→ SOURCE EXTRACT
*** Begin section ***

Thyroid Cancer Causes

There are four major types of thyroid cancers, listed below in order of decreasing frequency:

Papillary (includes follicular variant papillary thyroid carcinoma)

Papillary thyroid cancer (PTC) is the most common type of thyroid cancer and accounts for more than two-thirds of all thyroid cancers. There is a higher risk of developing this tumor in persons who have had previous head and neck radiation.

Most patients will not die from papillary thyroid cancer. They are considered low risk if:

  • They are younger than 45 years of age.
  • They have small tumors.
  • There is no invasion of surrounding structures and no metastasis (distant spread).

The spread of papillary thyroid cancer to lymph nodes may indicate recurrence, but it is not associated with a higher chance of death. If distant metastases occur, the pattern of spread includes the lung, bone, and other soft tissue - usually in older people.

Follicular variant papillary thyroid cancer is a type of papillary thyroid cancer that has a survival rate similar to that of papillary thyroid cancer. Overall, papillary thyroid cancer is associated with a high survival rate.

Follicular (includes Hurthle cell and insular carcinoma)

Follicular thyroid cancer (FTC) occurs more in older patients compared to papillary thyroid cancer. The diagnosis of "malignancy" depends on the spread to local tissue and blood vessels. Like papillary thyroid cancer, the patient's age, size of tumor, and the extent that the tumor has spread can predict severity of disease.

Like papillary cancer, follicular cancer develops from the follicular cells and tends to grow slowly.

*** End section ***

→ INFORMATION SHOWN
*** Begin section ***

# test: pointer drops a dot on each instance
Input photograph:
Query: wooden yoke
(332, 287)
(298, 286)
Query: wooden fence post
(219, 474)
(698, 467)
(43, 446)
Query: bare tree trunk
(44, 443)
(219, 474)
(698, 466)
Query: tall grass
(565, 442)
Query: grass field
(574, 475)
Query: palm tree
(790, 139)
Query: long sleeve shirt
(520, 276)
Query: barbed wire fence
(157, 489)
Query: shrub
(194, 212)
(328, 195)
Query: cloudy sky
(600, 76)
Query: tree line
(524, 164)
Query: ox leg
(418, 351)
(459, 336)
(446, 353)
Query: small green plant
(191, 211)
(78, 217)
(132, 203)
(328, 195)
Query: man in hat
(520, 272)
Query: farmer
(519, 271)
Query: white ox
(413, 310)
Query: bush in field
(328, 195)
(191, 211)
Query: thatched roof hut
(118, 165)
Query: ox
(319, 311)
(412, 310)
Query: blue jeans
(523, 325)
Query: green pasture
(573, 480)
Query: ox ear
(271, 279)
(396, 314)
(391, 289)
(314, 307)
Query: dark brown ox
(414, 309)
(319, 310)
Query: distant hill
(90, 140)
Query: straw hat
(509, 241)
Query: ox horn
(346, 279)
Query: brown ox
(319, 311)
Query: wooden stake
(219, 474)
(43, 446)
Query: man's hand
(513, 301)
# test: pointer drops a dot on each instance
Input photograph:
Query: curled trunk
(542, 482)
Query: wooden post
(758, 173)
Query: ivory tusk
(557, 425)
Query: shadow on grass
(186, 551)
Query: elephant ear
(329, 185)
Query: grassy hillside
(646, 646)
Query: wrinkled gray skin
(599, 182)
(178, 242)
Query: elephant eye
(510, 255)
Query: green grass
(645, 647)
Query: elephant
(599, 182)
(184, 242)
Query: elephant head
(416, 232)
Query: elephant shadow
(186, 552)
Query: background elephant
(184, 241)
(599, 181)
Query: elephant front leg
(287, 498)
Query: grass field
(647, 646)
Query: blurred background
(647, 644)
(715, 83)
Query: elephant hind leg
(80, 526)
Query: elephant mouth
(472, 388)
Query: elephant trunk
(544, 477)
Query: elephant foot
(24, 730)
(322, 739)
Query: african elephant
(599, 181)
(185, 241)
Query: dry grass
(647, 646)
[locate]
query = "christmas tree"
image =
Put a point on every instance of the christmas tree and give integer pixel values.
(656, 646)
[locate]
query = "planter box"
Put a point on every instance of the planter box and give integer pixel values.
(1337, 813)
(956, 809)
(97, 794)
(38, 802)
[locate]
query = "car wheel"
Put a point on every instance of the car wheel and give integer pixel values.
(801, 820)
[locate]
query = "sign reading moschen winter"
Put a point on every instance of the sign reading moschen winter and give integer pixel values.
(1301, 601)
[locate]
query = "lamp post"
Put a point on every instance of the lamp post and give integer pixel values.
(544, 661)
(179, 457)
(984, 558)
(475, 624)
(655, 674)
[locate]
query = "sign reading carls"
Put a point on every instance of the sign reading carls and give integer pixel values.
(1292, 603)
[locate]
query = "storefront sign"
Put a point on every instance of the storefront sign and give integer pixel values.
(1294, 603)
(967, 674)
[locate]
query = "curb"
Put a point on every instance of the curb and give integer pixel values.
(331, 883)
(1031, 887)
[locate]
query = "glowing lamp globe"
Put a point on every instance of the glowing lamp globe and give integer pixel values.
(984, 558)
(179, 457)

*** End section ***

Copy out the whole thyroid cancer text above, word for word.

Thyroid Cancer Causes

There are four major types of thyroid cancers, listed below in order of decreasing frequency:

Papillary (includes follicular variant papillary thyroid carcinoma)

Papillary thyroid cancer (PTC) is the most common type of thyroid cancer and accounts for more than two-thirds of all thyroid cancers. There is a higher risk of developing this tumor in persons who have had previous head and neck radiation.

Most patients will not die from papillary thyroid cancer. They are considered low risk if:

  • They are younger than 45 years of age.
  • They have small tumors.
  • There is no invasion of surrounding structures and no metastasis (distant spread).

The spread of papillary thyroid cancer to lymph nodes may indicate recurrence, but it is not associated with a higher chance of death. If distant metastases occur, the pattern of spread includes the lung, bone, and other soft tissue - usually in older people.

Follicular variant papillary thyroid cancer is a type of papillary thyroid cancer that has a survival rate similar to that of papillary thyroid cancer. Overall, papillary thyroid cancer is associated with a high survival rate.

Follicular (includes Hurthle cell and insular carcinoma)

Follicular thyroid cancer (FTC) occurs more in older patients compared to papillary thyroid cancer. The diagnosis of "malignancy" depends on the spread to local tissue and blood vessels. Like papillary thyroid cancer, the patient's age, size of tumor, and the extent that the tumor has spread can predict severity of disease.

Like papillary cancer, follicular cancer develops from the follicular cells and tends to grow slowly.